**REQUIREMENT A:** Could you swap "pin" for "marker" in the rows between the line holding "Phrase -- clump of grass" and the end of the rows, inclusive, and give those rows again with nothing else changed?

In his bill of review, Chandler sought to set aside the default judgment on the ground that he was never served with process. Furthermore, Chandler argued there were several defects in the method of service employed in the officer's return. Specifically, the return stated substituted service was accomplished under Texas Rule of Civil Procedure 106 by leaving a true and correct copy, with a copy of the petition, with a "white male over 16 years old at 8800 W. Sam Houston Parkway South in Harris County at 3:05 p.m., on the 26th day of July, 1994." Further, the official seal of the court was not on the face of the citation, the citation was directed to both "any sheriff or constable of Texas or other Authorized person" and Mark Chandler. Finally, the return did not state that the address to which the citation and petition were delivered was Chandler's usual place of business, and the return did not recite that a copy of the current petition had been delivered with the citation. Chandler supported the bill of review with his affidavit. In his affidavit, Chandler testified he was the only white male over the age of 16 that worked at his business, that he was not at his business address on the date citation was allegedly served, and that he had never been served (at his business or elsewhere) with citation in Cause Number 92-36224. He also testified he had not attempted to evade service and had not been negligent in failing to answer the lawsuit because he did not know about it. In conclusion, even though he alleged he was not required to do so because the default judgment had been rendered without proper service, Chandler argued he had a meritorious defense to the claims in the underlying suit.
Miller and Bellard filed a motion for summary judgment in which they argued they were entitled to judgment as a matter of law because: (1) Chandler had not been diligent in pursuing relief from the underlying judgment as required to prevail in a bill of review and (2) the deputy constables had personally served Chandler. As evidence of proper service, Miller and Bellard attached the officer's return. The motion for summary judgment did not address Chandler's alternative argument that service, if any, was defective.
In response to the motion for summary judgment, Chandler argued he was not required to show diligence or a meritorious defense because he was never served with process. Chandler did not address Miller and Citizen's argument that he had been personally served. (3) The trial court took the motion for summary judgment under advisement.
On March 15, 2000, the trial court rendered summary judgment in favor of Miller and Bellard on the grounds that Chandler was properly served citation and he did not have a lawful defense to the original suit. This order dismissed the bill of review with prejudice.

**REQUIREMENT B:** Do these statements agree with the passage on Chandler's bill of review? (i) The officer's return gave 3:05 p.m. as the time of the substituted service. (ii) Miller and Bellard's motion for summary judgment addressed Chandler's alternative argument that service was defective. (iii) The trial court's order dismissed the bill of review without prejudice.

**MATERIAL SHOWN:**
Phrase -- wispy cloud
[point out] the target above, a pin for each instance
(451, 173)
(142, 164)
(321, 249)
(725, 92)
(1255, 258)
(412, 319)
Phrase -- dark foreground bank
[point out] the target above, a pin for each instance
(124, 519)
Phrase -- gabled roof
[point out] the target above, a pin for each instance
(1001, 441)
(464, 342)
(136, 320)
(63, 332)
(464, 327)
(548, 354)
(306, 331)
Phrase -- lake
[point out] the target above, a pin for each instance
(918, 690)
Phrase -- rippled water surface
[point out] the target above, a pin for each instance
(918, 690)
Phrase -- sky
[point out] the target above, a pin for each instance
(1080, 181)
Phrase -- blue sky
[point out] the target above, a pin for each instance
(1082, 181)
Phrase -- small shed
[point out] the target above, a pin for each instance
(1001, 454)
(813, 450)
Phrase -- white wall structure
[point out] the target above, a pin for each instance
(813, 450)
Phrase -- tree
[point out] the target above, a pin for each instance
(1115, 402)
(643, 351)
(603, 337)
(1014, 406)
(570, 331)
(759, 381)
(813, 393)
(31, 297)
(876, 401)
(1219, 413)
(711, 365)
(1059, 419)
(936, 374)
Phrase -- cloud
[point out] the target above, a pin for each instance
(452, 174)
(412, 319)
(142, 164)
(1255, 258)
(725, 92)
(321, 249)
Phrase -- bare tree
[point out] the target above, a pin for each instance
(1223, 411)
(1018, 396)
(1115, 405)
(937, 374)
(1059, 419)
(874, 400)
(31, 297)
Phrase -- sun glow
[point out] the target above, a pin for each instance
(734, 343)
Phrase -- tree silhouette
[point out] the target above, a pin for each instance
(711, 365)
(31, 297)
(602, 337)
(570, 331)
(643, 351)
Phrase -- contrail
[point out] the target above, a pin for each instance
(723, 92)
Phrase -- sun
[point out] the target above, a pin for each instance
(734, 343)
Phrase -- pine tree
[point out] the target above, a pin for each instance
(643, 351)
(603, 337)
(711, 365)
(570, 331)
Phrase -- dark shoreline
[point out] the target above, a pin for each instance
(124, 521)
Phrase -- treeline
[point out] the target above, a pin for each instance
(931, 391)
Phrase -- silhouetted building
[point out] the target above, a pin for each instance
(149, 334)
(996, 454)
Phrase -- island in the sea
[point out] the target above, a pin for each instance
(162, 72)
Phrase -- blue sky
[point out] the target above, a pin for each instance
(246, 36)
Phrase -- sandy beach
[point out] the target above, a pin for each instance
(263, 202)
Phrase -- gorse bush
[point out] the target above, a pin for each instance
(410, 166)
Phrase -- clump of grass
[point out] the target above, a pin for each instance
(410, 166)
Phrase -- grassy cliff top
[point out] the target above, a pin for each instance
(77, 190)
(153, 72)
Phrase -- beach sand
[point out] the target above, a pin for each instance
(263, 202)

**RESPONSE A:**
Phrase -- clump of grass
[point out] the target above, a marker for each instance
(410, 166)
Phrase -- grassy cliff top
[point out] the target above, a marker for each instance
(77, 190)
(153, 72)
Phrase -- beach sand
[point out] the target above, a marker for each instance
(263, 202)

**RESPONSE B:**
(i) Yes: "at 3:05 p.m., on the 26th day of July, 1994."
(ii) No: "The motion for summary judgment did not address Chandler's alternative argument that service, if any, was defective."
(iii) No: "This order dismissed the bill of review with prejudice."